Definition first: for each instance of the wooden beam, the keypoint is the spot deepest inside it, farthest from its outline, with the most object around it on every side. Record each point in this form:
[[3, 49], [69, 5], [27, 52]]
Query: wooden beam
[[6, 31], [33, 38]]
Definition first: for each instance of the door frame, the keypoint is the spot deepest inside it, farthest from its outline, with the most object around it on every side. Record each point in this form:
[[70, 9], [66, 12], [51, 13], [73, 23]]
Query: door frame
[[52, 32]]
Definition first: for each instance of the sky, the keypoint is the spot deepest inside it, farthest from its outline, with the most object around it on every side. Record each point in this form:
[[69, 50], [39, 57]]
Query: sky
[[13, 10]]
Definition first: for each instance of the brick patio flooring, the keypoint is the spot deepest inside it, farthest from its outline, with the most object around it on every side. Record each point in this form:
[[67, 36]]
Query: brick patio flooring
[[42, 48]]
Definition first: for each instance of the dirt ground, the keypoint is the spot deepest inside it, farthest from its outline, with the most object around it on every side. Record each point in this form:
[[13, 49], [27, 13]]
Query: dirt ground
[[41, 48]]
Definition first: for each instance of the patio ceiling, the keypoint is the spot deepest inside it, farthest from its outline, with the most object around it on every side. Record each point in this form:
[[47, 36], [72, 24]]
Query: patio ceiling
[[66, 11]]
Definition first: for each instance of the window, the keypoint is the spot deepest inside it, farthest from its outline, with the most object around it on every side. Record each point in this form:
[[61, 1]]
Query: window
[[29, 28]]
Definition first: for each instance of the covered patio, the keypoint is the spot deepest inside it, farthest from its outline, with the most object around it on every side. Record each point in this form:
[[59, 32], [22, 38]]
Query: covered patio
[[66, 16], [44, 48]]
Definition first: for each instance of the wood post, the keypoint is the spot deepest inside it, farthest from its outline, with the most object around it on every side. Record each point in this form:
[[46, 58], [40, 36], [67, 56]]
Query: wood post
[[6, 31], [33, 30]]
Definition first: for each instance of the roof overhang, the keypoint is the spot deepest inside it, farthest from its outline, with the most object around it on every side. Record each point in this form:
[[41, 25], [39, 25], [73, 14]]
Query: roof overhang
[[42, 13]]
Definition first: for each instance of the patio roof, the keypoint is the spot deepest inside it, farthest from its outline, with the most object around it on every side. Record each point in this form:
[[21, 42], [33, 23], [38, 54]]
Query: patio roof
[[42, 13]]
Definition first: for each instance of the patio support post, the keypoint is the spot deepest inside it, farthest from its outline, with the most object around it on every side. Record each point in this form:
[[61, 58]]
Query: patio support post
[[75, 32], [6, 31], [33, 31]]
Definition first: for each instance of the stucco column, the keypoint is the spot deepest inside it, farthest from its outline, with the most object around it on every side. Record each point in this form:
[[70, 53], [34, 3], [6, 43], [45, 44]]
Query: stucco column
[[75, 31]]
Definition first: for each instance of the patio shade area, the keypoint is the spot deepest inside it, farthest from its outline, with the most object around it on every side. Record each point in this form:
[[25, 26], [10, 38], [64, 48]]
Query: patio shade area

·····

**Cel ćwiczenia:**
Zamień „patio shade area” na „covered seating area” w wierszach, począwszy od wiersza zawierającego „Definition first: for each instance of the patio shade”, a kończąc na ostatnim wierszu pozycji. Przepisz tylko te wiersze, pozostawiając resztę bez zmian.

**Wynik:**
Definition first: for each instance of the covered seating area, the keypoint is the spot deepest inside it, farthest from its outline, with the most object around it on every side. Record each point in this form:
[[25, 26], [10, 38], [64, 48]]
Query: covered seating area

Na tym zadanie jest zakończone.